____ GIVEN INFORMATION

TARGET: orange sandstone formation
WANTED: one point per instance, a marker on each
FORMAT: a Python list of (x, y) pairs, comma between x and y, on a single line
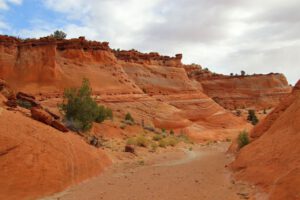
[(238, 92), (154, 88), (272, 160)]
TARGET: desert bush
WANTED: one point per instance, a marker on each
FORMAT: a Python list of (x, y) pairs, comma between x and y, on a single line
[(184, 138), (149, 128), (59, 35), (128, 117), (24, 104), (157, 137), (154, 147), (243, 139), (162, 143), (122, 126), (172, 141), (80, 109), (171, 132), (103, 114), (131, 141), (140, 141), (252, 117)]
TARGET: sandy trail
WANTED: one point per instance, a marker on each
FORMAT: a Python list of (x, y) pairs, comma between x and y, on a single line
[(198, 174)]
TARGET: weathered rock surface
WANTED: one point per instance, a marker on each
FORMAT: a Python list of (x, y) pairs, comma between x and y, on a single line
[(272, 160), (44, 116), (153, 88), (239, 92), (37, 160)]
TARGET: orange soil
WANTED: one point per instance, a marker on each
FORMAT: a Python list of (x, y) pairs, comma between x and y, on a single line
[(37, 160), (272, 160), (196, 174)]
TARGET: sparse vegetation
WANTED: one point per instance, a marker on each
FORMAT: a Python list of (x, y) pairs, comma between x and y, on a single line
[(103, 114), (59, 35), (243, 139), (157, 137), (157, 140), (171, 132), (140, 141), (252, 117), (238, 113), (24, 104), (128, 117), (265, 112), (243, 73), (81, 110)]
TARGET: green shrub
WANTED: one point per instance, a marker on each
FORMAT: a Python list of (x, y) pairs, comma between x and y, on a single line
[(24, 104), (59, 35), (162, 143), (157, 137), (171, 132), (131, 141), (103, 114), (172, 141), (243, 139), (142, 141), (80, 109), (128, 117), (154, 147), (252, 117)]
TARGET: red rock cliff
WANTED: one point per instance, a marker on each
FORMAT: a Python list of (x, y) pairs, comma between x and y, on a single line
[(237, 92), (272, 160)]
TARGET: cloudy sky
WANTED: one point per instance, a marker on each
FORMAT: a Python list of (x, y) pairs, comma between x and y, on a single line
[(224, 35)]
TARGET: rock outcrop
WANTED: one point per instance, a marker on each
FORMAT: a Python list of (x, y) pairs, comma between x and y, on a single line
[(37, 160), (272, 160), (154, 88), (240, 92)]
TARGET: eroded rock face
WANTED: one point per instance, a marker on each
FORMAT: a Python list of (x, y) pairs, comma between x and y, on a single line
[(37, 160), (272, 160), (153, 88), (240, 92)]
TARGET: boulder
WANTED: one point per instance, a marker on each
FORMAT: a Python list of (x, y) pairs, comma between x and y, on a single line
[(129, 149), (22, 94), (26, 97), (41, 115), (59, 126)]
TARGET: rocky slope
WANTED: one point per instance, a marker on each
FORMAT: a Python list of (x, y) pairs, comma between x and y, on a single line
[(239, 92), (154, 88), (272, 159), (37, 160)]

________

Copy out every line of the material above word for word, leaving out the picture.

> **RESPONSE FOR THIS EXERCISE**:
TARGET: orange sandstone formation
WANTED: one point per instance, a marker on each
FORMAT: a Python list of (x, y) pairs, comma between x and y, on a single line
[(238, 92), (154, 88), (272, 160)]
TARGET: desert bush
WANTED: one point per instance, a marker on each
FORMAT: a Python list of (x, y) pairs, comma between x and y, on a single line
[(184, 138), (149, 128), (59, 35), (128, 117), (24, 104), (157, 137), (154, 147), (243, 139), (162, 143), (122, 126), (172, 141), (80, 109), (171, 132), (103, 114), (131, 141), (140, 141), (252, 117)]
TARGET: sandy trail
WANTED: one point per instance, a marker on each
FORMAT: a Python list of (x, y) pairs, comma between x and y, on a single line
[(198, 174)]
TARGET: weathered rock surface
WANTED: one point per instance, a marker on each
FORMAT: a Python list of (x, y) pairs, comma between x and y, on a single line
[(272, 160), (44, 116), (153, 88), (239, 92), (37, 160)]
TARGET: orange soil
WANTED: one point per instance, a marker on each
FORMAT: a Python list of (x, y) pairs, comma between x and y, on a single line
[(37, 160), (272, 160), (196, 174)]
TARGET: sparse vegetation
WANTED: one point per instance, a marker on each
FORMAT: a Python list of (x, y) pairs, comma between x and y, on a single line
[(103, 114), (59, 35), (243, 139), (157, 137), (157, 140), (171, 132), (140, 141), (252, 117), (238, 113), (24, 104), (128, 117), (265, 112), (243, 73), (81, 110)]
TARGET: green shrub
WANTED: one point per instance, a marker on each
FORMAT: a Python list of (x, y) pairs, comma between x and y, on a single line
[(24, 104), (59, 35), (162, 143), (157, 137), (171, 132), (131, 141), (103, 114), (172, 141), (243, 139), (142, 141), (80, 109), (128, 117), (154, 147), (252, 117)]
TARGET: red rock cliff
WANTED: one point per instance, a marker on each
FORMAT: a Python list of (x, y) pairs, comma between x and y, on a single line
[(237, 92), (272, 160)]
TARGET: cloudy sky
WANTED: one point per instance, a marker on each
FORMAT: a Python list of (x, y) pairs, comma between x and y, on a single line
[(224, 35)]
TARGET: rock outcrop
WANTED: one point per instance, a marker on each
FORMAT: a Python list of (x, y) pairs, comma between x and y, on a single line
[(37, 160), (272, 160), (154, 88), (240, 92)]
TARGET: eroded rock face
WANTED: one point per instance, a marker on each
FORMAT: a Python list of (x, y) pairs, comma between x and y, on a single line
[(37, 160), (272, 160), (153, 88), (240, 92)]
TARGET: boulder
WANTED: one point per instance, a marker on each
FORMAT: a Python list of (x, y) pairs, comma between x and y, on a single line
[(129, 149), (22, 94), (26, 97), (41, 115), (59, 126)]
TARGET: rocky slope
WANTED: one point per instance, a marker on each
FORMAT: a Python list of (x, y) pairs, comma between x and y, on a single line
[(239, 92), (154, 88), (272, 159), (37, 160)]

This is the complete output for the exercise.